■ **Document extract**:
· · · · ·

Combinatorial Phosphorylation-Dependent Synergy Between a G Protein Subunit and the Ste5 Scaffold Regulates Differential MAP-Kinase Activation in Yeast

Abstract

Heterotrimeric G proteins (Gαβγ) play a critical role as transducers in G protein signaling systems responsible for activating a wide range of physiological processes including neurotransmitter and hormone signaling. In yeast, heterotrimeric G protein signaling results in the distinctly different activation of two mitogen-activated protein kinases (MAPKs) - Fus3 and Kss1 - a phenomenon that requires conformational switching of the scaffold protein Ste5. Here we show that rapid receptor-activated phosphorylation of the intrinsically disordered N-terminal tail of the yeast Gγ subunit (Ste18-Nt) has co-evolved to synergize with MAPK binding on Ste5 to control the kinetics and amplitude of Fus3 and Kss1 signaling. By modulating this synergistic component genetically, we show that the activation kinetics and amplitude of either kinase can be controlled - leading to preferential hyperactivation of Fus3 or Kss1. These results further resolve the mechanism by which scaffolds control pathway activation and provide compelling evidence that the intrinsically disordered N-terminal tails of Gγ subunits can serve as regulators of G protein signaling.

· · · · ·

■ **What to produce**:
Restate the abstract paragraph that begins "Heterotrimeric G proteins (Gαβγ) play" as a short bulleted list that keeps its main facts.

· · · · ·

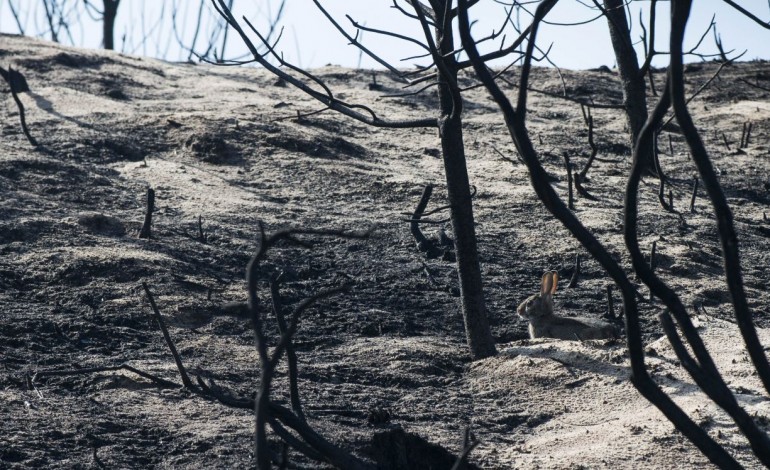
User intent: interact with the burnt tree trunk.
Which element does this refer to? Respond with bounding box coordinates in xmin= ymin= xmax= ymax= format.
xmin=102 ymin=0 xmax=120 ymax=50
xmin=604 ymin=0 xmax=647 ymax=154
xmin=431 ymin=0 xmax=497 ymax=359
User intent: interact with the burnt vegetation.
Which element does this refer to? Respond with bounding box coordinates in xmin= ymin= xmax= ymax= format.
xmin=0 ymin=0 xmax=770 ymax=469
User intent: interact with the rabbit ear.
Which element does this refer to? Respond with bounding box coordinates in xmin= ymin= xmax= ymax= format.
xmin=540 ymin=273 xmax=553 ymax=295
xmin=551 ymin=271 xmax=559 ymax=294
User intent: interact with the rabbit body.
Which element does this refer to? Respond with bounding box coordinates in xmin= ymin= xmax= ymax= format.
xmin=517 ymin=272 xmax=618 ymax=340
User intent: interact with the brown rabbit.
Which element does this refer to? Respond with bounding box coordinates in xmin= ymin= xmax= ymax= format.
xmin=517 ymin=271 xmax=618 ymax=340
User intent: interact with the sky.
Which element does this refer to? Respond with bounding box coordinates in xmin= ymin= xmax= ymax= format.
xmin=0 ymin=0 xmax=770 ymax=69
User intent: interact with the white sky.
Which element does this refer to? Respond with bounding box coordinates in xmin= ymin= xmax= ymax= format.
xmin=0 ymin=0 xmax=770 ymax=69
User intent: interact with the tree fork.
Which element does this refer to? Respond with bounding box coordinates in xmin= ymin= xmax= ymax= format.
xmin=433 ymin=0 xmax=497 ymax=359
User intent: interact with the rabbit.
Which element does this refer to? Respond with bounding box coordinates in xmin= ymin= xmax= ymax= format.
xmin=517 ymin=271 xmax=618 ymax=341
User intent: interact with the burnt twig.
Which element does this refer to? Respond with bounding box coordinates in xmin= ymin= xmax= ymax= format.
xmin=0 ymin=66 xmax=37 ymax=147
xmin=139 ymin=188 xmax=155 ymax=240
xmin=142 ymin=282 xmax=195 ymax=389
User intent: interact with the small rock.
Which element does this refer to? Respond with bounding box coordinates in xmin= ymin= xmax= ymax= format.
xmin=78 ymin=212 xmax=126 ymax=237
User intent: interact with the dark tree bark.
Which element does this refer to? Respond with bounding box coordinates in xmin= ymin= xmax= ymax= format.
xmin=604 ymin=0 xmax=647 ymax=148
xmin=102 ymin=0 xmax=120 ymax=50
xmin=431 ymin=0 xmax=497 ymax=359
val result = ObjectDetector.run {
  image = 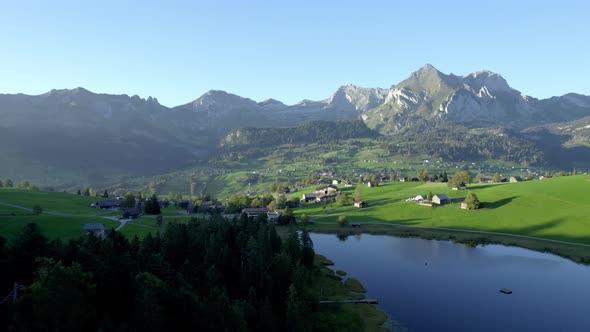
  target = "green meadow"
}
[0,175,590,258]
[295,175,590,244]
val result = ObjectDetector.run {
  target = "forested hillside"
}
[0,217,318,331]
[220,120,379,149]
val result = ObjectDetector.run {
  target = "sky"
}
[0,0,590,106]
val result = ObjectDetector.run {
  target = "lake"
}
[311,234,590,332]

· · · · ·

■ **Result of the exercise**:
- Heterotrimeric G proteins (Gαβγ) act as transducers in signaling systems that activate many physiological processes, including neurotransmitter and hormone signaling.
- In yeast, this signaling activates two MAPKs, Fus3 and Kss1, in distinctly different ways, which requires conformational switching of the scaffold protein Ste5.
- Rapid receptor-activated phosphorylation of the intrinsically disordered N-terminal tail of the yeast Gγ subunit (Ste18-Nt) has co-evolved to synergize with MAPK binding on Ste5, controlling the kinetics and amplitude of Fus3 and Kss1 signaling.
- Genetically modulating this synergy controls the activation kinetics and amplitude of either kinase and can preferentially hyperactivate Fus3 or Kss1.
- The results further clarify how scaffolds control pathway activation and give compelling evidence that the disordered N-terminal tails of Gγ subunits can regulate G protein signaling.